RECORDS FOR THIS EXERCISE start

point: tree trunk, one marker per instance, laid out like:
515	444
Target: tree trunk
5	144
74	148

RECORDS FOR THIS EXERCISE end

* [STATED GOAL]:
Scale the point coordinates in the answers of each item above by 2.15, rounding each result to a whole number with halves rounded up, and write out all the lines again, requests included. Leave the numbers in the requests and their format samples unchanged.

* [SOLUTION TO THIS PROBLEM]:
point: tree trunk, one marker per instance, laid out like:
515	444
Target: tree trunk
11	310
159	318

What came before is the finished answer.